* Questions *
• A. In the text on opioid prescribing, how many patients may a newly trained doctor prescribe Suboxone to during the first year?
• B. Shorten the paragraph of the text on opioid prescribing that begins "You may find it ironic" while keeping its main facts.
• C. Continue the text on opioid prescribing from its last sentence.

* Text *

In the United States, if a doctor would like to prescribe drugs for treating opioid addiction, such as Suboxone (buprenorphine), they are required to have specific training. After the training, they can only prescribe Suboxone to 30 patients during the first year, after which the probation is lifted and they are allowed to prescribe to 100 patients. There is no scientific reason for the buprenorphine prescribing cap and in light of the American opioid epidemic efforts that are underway to amend the restriction.
You may find it ironic to learn that doctors are not required to undergo any specific training to prescribe opioid narcotics to their patients for the treatment of pain, the same drugs that lead to addiction and the need for medications like Suboxone to treat the problem. It should go without saying, that doctors should be well versed in the field of pain management and be taught how to spot med-seeking behavior; it could be argued that a lack of training was one of the causes of the opioid epidemic raging in the U.S.

Collected data
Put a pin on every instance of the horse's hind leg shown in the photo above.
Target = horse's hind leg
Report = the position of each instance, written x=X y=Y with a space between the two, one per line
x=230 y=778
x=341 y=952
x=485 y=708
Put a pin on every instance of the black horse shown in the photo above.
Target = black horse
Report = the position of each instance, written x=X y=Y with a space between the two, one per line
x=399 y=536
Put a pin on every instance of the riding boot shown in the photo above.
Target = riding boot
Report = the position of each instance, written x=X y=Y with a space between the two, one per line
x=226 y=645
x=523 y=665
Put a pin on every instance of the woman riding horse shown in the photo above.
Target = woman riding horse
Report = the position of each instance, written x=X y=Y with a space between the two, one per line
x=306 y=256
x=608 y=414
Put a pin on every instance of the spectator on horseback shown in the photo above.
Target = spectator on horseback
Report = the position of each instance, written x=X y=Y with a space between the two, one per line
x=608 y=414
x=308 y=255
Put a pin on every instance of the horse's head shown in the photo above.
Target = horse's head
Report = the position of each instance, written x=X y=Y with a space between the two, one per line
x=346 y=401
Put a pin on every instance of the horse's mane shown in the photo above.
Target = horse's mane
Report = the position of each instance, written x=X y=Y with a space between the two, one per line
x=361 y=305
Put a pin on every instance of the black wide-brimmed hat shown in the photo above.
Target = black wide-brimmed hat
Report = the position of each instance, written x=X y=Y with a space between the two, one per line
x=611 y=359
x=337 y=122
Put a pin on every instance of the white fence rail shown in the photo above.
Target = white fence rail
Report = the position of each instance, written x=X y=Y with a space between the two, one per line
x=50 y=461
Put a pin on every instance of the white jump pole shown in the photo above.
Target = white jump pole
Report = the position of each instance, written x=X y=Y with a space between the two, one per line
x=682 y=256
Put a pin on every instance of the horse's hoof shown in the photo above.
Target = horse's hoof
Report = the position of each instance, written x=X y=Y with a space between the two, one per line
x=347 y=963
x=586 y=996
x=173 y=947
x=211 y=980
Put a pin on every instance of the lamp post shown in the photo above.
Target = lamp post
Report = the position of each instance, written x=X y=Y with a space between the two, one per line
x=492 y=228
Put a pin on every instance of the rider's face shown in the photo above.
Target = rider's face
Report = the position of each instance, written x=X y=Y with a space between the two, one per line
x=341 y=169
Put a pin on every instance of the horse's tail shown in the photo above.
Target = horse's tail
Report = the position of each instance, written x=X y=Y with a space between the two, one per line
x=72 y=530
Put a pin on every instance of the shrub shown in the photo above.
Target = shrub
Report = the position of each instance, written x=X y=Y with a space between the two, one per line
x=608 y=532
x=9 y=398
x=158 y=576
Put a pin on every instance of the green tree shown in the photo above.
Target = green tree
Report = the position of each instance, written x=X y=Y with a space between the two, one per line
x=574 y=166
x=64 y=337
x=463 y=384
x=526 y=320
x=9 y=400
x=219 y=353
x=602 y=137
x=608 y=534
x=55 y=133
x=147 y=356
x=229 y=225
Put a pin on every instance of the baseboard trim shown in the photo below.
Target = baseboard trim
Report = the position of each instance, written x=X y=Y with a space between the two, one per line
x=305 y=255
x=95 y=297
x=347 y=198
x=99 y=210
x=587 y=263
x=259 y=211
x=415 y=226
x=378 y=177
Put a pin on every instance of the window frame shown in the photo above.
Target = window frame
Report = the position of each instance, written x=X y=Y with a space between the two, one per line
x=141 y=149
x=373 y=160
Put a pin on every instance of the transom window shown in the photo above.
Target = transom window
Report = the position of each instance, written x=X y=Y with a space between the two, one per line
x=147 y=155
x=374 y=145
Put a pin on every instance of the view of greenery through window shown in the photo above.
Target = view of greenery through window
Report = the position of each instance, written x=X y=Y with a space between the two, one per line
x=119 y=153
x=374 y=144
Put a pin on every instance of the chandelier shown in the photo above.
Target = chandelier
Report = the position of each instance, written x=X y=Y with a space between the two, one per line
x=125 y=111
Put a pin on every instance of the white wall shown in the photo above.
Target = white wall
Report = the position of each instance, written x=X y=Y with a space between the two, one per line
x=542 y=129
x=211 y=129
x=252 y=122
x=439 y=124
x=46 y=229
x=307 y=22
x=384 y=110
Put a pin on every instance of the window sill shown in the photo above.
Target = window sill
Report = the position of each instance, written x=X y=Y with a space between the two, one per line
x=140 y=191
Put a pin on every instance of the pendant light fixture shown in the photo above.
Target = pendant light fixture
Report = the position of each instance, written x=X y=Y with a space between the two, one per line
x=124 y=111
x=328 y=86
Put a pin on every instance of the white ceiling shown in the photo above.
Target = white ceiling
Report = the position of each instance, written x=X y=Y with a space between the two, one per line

* Task-by-task results *
• A. 30 patients.

• B. Doctors need no specific training to prescribe opioid narcotics for pain, even though these drugs cause the addiction that medications like Suboxone treat. Doctors should know pain management and how to recognize med-seeking behavior, and a lack of such training may be one cause of the U.S. opioid epidemic.

• C.
This week, at the urging of the Food and Drug Administration (FDA), an outside group of experts met to discuss requiring training for doctors if they are going to prescribe opioids. On Wednesday, the FDA advisory panel voted unanimously in favor of recommending that doctors undergo opioid training, The Wall Street Journal reports. While the agency often follows the recommendations of the expert panels, they are not required to do so.
In 2012, a similar advisory panel made the same such recommendation which the FDA failed to heed. The reasons for this had less to do with pressure from the pharmaceutical industry than you might think; in fact the pressure to go in the other direction came from the American Medical Association (AMA). The nation’s largest doctors’ organization opposed mandatory opioid training because the majority of doctors do not prescribe opioid narcotics.
Here we are, nearly four years later, the epidemic is still ever present, and the need for action is paramount – the time is now. The Centers for Disease Control and Prevention (CDC), the FDA and even the pharmaceutical companies who manufacture opioid painkillers are in favor of such training. Hopefully, the FDA will be on the right side of history regarding the recommendation from the advisory panel.
“We need to teach people to use these drugs sparingly,” said committee member Jeanmarie Perrone, a professor of emergency medicine and toxicologist at the University of Pennsylvania.